> **Exercise prompt**: Return the records exactly as they are.

> **Data for this exercise**:
((
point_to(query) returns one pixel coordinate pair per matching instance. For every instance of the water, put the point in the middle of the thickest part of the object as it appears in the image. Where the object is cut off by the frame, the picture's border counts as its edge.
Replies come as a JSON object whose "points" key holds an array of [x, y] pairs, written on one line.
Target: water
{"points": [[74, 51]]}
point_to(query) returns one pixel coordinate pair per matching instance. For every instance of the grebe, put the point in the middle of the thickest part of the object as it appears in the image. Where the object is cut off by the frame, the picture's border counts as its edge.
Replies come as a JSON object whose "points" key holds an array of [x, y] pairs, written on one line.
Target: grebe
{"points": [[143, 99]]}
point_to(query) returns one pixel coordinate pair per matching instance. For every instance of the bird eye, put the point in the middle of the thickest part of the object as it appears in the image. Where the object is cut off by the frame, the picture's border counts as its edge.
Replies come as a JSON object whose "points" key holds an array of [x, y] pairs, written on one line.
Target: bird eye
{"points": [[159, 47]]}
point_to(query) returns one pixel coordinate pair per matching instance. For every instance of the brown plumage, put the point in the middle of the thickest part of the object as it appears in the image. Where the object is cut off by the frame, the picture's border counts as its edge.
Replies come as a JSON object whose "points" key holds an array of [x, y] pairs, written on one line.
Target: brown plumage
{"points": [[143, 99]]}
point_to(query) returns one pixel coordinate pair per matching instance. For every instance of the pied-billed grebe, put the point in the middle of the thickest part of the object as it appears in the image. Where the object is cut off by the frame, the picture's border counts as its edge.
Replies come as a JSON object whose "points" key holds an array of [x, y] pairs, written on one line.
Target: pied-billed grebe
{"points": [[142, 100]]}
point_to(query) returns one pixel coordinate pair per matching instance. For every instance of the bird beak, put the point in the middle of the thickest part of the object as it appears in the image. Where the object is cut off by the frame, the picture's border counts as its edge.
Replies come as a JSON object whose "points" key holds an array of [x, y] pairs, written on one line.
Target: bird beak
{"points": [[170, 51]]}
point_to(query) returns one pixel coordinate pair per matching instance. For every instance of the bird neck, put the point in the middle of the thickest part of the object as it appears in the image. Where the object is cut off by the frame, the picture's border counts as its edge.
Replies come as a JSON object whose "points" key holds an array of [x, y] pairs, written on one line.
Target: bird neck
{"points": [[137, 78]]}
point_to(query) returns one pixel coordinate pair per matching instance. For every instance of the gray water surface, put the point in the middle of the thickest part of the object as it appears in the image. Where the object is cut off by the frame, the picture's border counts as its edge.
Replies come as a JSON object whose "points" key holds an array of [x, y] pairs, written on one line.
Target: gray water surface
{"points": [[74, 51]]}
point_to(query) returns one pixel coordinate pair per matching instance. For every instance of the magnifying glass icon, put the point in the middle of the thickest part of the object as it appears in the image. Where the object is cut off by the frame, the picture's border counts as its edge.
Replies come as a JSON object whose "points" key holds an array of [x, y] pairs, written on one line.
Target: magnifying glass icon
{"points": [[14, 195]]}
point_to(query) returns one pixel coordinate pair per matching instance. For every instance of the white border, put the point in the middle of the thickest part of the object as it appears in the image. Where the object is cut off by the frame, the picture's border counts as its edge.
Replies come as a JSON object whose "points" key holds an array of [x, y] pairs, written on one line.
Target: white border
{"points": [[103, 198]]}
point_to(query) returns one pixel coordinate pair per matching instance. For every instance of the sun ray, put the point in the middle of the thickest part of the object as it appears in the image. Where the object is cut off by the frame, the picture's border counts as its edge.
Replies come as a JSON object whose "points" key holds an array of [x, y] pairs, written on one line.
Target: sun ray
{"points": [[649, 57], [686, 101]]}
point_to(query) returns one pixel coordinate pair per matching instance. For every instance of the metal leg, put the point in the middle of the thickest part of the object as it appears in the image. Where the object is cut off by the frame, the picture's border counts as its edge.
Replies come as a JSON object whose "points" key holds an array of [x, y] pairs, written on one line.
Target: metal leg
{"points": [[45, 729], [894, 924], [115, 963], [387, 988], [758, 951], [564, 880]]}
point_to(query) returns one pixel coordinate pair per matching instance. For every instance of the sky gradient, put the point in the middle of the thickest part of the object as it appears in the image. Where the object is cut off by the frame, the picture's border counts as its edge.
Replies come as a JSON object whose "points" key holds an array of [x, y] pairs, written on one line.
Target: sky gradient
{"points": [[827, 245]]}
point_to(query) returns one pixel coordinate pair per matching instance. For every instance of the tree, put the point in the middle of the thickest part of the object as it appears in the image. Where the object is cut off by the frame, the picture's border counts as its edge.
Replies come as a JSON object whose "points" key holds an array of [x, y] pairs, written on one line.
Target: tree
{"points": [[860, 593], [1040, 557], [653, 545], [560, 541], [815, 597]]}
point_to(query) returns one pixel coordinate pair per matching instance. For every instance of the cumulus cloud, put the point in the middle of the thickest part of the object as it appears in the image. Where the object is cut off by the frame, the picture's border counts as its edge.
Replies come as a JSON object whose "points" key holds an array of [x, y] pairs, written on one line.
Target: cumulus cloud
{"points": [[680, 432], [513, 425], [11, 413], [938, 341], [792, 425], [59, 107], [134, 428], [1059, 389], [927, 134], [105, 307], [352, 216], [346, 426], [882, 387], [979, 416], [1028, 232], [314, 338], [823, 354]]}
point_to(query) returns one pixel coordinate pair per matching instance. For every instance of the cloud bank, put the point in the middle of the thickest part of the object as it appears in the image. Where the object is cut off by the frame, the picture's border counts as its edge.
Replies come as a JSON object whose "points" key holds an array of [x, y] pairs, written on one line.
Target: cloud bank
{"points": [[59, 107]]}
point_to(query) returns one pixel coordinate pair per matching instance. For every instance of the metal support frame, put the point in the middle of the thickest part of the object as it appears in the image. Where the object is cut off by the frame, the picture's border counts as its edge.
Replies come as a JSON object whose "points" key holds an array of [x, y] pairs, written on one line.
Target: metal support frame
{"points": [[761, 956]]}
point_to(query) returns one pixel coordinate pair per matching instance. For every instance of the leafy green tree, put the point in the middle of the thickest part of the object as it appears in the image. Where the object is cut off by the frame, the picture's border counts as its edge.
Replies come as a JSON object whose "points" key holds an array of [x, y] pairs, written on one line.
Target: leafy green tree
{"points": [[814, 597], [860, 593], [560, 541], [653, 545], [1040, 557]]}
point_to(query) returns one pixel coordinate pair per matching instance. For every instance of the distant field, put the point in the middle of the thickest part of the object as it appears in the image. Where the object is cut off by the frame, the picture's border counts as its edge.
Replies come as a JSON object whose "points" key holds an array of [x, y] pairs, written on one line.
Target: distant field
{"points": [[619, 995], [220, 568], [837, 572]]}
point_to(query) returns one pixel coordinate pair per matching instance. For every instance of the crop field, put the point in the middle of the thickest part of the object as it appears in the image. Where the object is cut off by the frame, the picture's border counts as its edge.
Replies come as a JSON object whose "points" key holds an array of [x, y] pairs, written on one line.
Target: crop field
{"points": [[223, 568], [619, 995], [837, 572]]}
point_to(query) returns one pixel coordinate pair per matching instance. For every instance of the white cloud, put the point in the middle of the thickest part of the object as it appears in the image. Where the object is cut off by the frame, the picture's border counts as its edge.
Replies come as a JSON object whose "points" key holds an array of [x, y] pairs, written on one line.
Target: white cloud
))
> **Response below**:
point_to(query) returns one pixel coordinate pair per matching instance. For every instance of the water, put the point in the middle of the thickest part of the object as it appears in the image. Where the object is cut off by the frame, the picture's border counts as its edge.
Replies come as a JSON object whose "points" key holds an array of [x, y] pairs, written on one line.
Target: water
{"points": [[74, 51]]}
point_to(query) returns one pixel coordinate pair per matching instance. For every instance of the grebe, put the point in the middle of the thickest part of the object as it appears in the image. Where the object is cut off by the frame, the picture's border counts as its edge.
Replies come as a JSON object whose "points" key holds an array of [x, y] pairs, written on one line.
Target: grebe
{"points": [[143, 99]]}
point_to(query) returns one pixel coordinate pair per matching instance. For every instance of the bird eye, put the point in the middle of the thickest part of the object as it appears in the image. Where the object is cut off by the frame, the picture's border counts as its edge.
Replies come as a JSON object whose "points" key holds an array of [x, y] pairs, written on one line.
Target: bird eye
{"points": [[159, 47]]}
point_to(query) returns one pixel coordinate pair per matching instance. For every instance of the brown plumage, put the point in the middle of the thickest part of the object as it appears in the image. Where the object is cut off by the frame, the picture's border counts as its edge.
Replies come as a JSON object whose "points" key holds an array of [x, y] pairs, written on one line.
Target: brown plumage
{"points": [[143, 99]]}
point_to(query) returns one pixel coordinate pair per matching instance. For every instance of the pied-billed grebe, put the point in the middle of the thickest part of the object as it appears in the image. Where the object is cut off by the frame, the picture's border counts as its edge.
Replies come as a JSON object whose "points" key holds an array of [x, y] pairs, written on one line.
Target: pied-billed grebe
{"points": [[142, 100]]}
point_to(query) returns one pixel coordinate pair per matching instance. For every instance of the bird beak, put the point in the middle of the thickest part of the object as it appears in the image. Where the object is cut off by the frame, the picture's border counts as its edge.
Replies come as a JSON object whose "points" key holds an array of [x, y] pairs, written on one line.
Target: bird beak
{"points": [[170, 51]]}
point_to(query) returns one pixel coordinate pair per matching instance. For every instance of the bird neck, put the point in the middle of the thickest part of the object as it appears in the image. Where the object is cut off by the frame, the picture's border counts as its edge.
Replies come as a JSON object whose "points" key holds an array of [x, y] pairs, written on one line.
Target: bird neck
{"points": [[137, 78]]}
point_to(query) returns one pixel coordinate pair per matching instance. For every instance of the gray water surface, put the point in the middle of the thickest part of the object as it appears in the image. Where the object is cut off by the frame, the picture's border counts as its edge.
Replies come as a JSON object whose "points" key holds an array of [x, y] pairs, written on one line.
Target: gray water surface
{"points": [[74, 51]]}
point_to(query) returns one pixel coordinate pair per matching instance. For every instance of the magnifying glass icon, put the point in the middle of the thickest part of the object as it appears in the image. Where the object is cut off by the frame, the picture's border counts as its edge.
Replies come as a JSON object whose "points" key holds an array of [x, y] pairs, written on one line.
Target: magnifying glass icon
{"points": [[14, 195]]}
point_to(query) returns one pixel coordinate pair per matching instance. For every instance of the white border, put the point in the middle of the thickest part of the object as it appears in the image. Where the object is cut off by the frame, the picture's border counts as its edge.
Replies come as a JSON object whose "points" key holds an array of [x, y] pairs, written on one line.
Target: white border
{"points": [[103, 198]]}
point_to(query) returns one pixel coordinate pair per matching instance. For every instance of the sun ray, put the point in the middle of the thickest part of the object as it appears in the image. Where the object is cut off by the frame, the picture's border counts as its edge.
Replies come as a JSON object whose "points" key holds an array of [x, y] pairs, written on one line.
Target: sun ray
{"points": [[649, 57], [686, 101]]}
point_to(query) returns one pixel coordinate pair per matching instance. For every instance of the metal leg, put the point in the middle of the thickest part of the object as it appears in the image. Where the object is cut off by the frame, the picture's border counts as its edge.
Replies come as a JSON object whose "points" key holds an array of [x, y] pairs, written on one line.
Target: metal leg
{"points": [[45, 729], [894, 924], [115, 963], [387, 988], [758, 951], [564, 880]]}
point_to(query) returns one pixel coordinate pair per matching instance. For every instance of the sky gradient, put the point in the middle of the thickest part of the object as it appears in the image. Where the object is cut off by the frame, the picture's border counts as its edge.
Replies come as a JSON object whose "points" key holds an array of [x, y] pairs, written on one line.
Target: sky gradient
{"points": [[827, 245]]}
point_to(query) returns one pixel coordinate pair per matching instance. For every instance of the tree, put the point in the middle of the thickest part of the object as it appears in the image. Where the object is cut off by the frame, the picture's border counts as its edge.
Replies come as a JSON object whose "points" key holds an array of [x, y] pairs, written on one line.
Target: tree
{"points": [[860, 593], [1040, 557], [653, 545], [560, 541], [815, 597]]}
point_to(query) returns one pixel coordinate pair per matching instance. For every instance of the cumulus cloud, put the point in the middle of the thickest part of the object as it appears in the image. Where the object is cut off by the frame, the picture's border counts as its edge.
Replies come as a JSON object whose "points" key holds an array of [x, y] pairs, written on one line.
Target: cumulus cloud
{"points": [[680, 432], [513, 425], [11, 413], [938, 341], [792, 425], [59, 107], [134, 428], [1059, 389], [927, 134], [105, 307], [352, 216], [346, 426], [882, 387], [979, 416], [1028, 232], [314, 338], [823, 354]]}
point_to(query) returns one pixel coordinate pair per matching instance. For every instance of the cloud bank, put the point in the middle of the thickest part of the object as it appears in the image. Where the object is cut off by the frame, the picture's border counts as its edge.
Replies come as a JSON object whose "points" key holds an array of [x, y] pairs, written on one line.
Target: cloud bank
{"points": [[59, 107]]}
point_to(query) returns one pixel coordinate pair per matching instance. For every instance of the metal support frame, put the point in the middle of the thickest part of the object as it appears in the image. Where the object is cut off by the frame, the picture's border counts as its edge.
Replies come as a JSON object whose "points" key holds an array of [x, y] pairs, written on one line.
Target: metal support frame
{"points": [[761, 956]]}
point_to(query) returns one pixel coordinate pair per matching instance. For every instance of the leafy green tree, put the point in the middle of the thickest part of the object as it appears in the image. Where the object is cut off by the frame, the picture's border counts as its edge.
Replies come as a JSON object whose "points" key holds an array of [x, y] pairs, written on one line.
Target: leafy green tree
{"points": [[814, 597], [860, 593], [560, 541], [653, 545], [1040, 557]]}
point_to(query) returns one pixel coordinate pair per matching instance. For every instance of the distant field, put the point in the middle of the thickest part of the object as it appears in the image. Where the object is cut off by the frame, the picture's border counts as its edge.
Replies come as a JSON object whose "points" key holds an array of [x, y] pairs, written on one line.
Target: distant field
{"points": [[619, 995], [220, 568], [837, 572]]}
point_to(query) returns one pixel coordinate pair per matching instance. For every instance of the crop field, put the point in the middle of the thickest part of the object as it appears in the image. Where the object is cut off by the frame, the picture's border counts as its edge.
Replies come as a JSON object whose "points" key holds an array of [x, y] pairs, written on one line.
Target: crop field
{"points": [[223, 568], [619, 995], [837, 572]]}
point_to(query) returns one pixel coordinate pair per matching instance. For every instance of the white cloud, put the point in the middle of the thickest part of the object as it appears in the image. Where the object is cut off by the frame, the picture's border counts as its edge.
Replies come as a JSON object whose "points" key holds an array of [x, y] pairs, written on one line.
Target: white cloud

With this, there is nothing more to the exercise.